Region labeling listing
· · ·

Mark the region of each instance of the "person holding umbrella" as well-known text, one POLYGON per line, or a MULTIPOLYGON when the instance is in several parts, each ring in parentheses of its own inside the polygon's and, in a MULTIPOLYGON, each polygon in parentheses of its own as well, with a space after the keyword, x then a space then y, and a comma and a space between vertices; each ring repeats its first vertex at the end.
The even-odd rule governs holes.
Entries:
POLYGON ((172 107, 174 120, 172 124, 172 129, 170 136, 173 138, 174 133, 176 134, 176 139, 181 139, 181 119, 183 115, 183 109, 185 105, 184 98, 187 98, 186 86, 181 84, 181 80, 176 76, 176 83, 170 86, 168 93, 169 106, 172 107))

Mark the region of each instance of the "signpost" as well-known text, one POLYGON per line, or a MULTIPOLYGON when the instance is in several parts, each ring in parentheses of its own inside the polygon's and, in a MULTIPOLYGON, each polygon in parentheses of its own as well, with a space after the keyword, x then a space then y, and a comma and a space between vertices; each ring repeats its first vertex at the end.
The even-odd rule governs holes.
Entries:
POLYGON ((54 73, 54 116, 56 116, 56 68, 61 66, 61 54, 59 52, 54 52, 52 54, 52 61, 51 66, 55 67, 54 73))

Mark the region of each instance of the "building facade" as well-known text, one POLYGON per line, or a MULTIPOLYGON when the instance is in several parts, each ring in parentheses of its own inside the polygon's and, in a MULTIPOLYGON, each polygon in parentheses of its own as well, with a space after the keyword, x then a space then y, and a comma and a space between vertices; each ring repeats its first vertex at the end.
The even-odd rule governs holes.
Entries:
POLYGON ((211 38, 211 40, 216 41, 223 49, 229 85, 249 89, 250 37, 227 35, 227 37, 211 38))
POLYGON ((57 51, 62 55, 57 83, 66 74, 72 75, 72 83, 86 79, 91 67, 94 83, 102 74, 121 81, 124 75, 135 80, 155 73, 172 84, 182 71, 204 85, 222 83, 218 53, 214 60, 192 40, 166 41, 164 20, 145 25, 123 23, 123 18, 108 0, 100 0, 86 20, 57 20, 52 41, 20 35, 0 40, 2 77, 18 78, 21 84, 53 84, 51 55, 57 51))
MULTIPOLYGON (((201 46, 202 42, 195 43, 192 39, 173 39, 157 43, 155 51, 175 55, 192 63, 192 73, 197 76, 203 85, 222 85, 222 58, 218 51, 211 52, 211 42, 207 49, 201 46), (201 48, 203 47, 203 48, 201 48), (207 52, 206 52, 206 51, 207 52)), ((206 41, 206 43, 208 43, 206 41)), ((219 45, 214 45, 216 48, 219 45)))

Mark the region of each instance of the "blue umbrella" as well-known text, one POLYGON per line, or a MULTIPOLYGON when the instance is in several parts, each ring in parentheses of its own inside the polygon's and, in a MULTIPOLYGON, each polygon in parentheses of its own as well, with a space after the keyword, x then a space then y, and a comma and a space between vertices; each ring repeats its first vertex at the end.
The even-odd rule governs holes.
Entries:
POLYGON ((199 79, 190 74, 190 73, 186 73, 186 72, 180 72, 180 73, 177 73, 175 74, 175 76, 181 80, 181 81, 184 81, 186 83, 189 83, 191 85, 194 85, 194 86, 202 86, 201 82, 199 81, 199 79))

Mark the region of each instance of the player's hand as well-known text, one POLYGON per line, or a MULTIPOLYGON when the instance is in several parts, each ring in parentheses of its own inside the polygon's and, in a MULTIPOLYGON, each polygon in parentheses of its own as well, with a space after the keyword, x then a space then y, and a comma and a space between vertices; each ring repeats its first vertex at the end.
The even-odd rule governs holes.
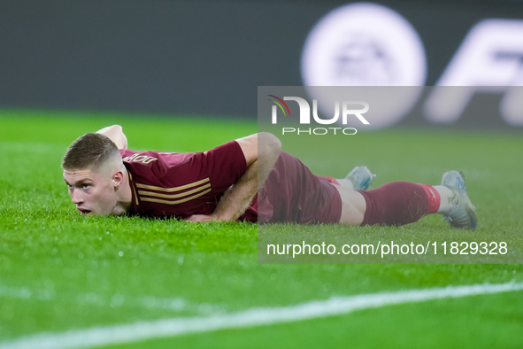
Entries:
POLYGON ((212 214, 193 214, 193 215, 187 217, 183 221, 209 222, 209 221, 218 221, 219 220, 217 217, 215 217, 212 214))

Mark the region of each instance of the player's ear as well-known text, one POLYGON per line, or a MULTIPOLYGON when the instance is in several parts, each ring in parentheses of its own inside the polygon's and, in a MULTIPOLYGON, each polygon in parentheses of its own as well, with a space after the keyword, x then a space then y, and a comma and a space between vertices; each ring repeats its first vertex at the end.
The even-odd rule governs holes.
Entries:
POLYGON ((124 183, 124 173, 122 170, 117 170, 112 174, 112 185, 118 190, 124 183))

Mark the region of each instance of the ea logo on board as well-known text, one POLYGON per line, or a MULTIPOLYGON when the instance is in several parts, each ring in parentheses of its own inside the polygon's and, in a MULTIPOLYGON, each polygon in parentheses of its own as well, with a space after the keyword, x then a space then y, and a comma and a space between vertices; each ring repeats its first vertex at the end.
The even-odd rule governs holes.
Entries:
MULTIPOLYGON (((333 10, 314 26, 305 41, 301 70, 305 86, 424 86, 427 58, 418 33, 399 13, 376 4, 356 3, 333 10)), ((343 96, 322 91, 307 90, 322 102, 321 112, 332 113, 334 101, 343 96)), ((374 105, 367 113, 373 128, 401 120, 422 89, 388 91, 394 96, 387 96, 387 103, 373 89, 351 96, 374 105)))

· · ·

▶ **TASK INSTRUCTIONS**
Render the listing between the lines holding "Mark the region of each instance of the player's hand" and "POLYGON ((124 183, 124", inclusive, as a two-column CSV with the columns request and answer: one row per item, each value in its own quoted field, with line breaks replaced by spaces. Omit the pictures.

▶ **SOLUTION BELOW**
request,answer
"Mark the region of each instance of the player's hand as well-known text, one POLYGON per line, or a MULTIPOLYGON when the instance is in several parts, each ring in parentheses of its own inside the polygon's and, in a MULTIPOLYGON, each polygon in parentheses of its own as well, with a space after the keyword, x then a space then y, and a comma and a space between vertices; each ring repeats its first vertex at the end. The even-odd rule governs holes. Entries:","POLYGON ((212 214, 193 214, 193 215, 187 217, 183 221, 209 222, 209 221, 218 221, 219 220, 217 217, 215 217, 212 214))"
"Mark the region of each instance of the player's ear as well-known text, one POLYGON per line, or a MULTIPOLYGON when the instance is in several parts, each ring in parentheses of its own inside the polygon's and, in a MULTIPOLYGON, each polygon in parentheses of its own as well, with a space after the keyword, x then a space then y, and a comma and a space between vertices; each ring repeats its first vertex at the end. The even-odd rule governs holes. Entries:","POLYGON ((124 183, 124 173, 122 170, 117 170, 112 174, 112 185, 118 190, 124 183))"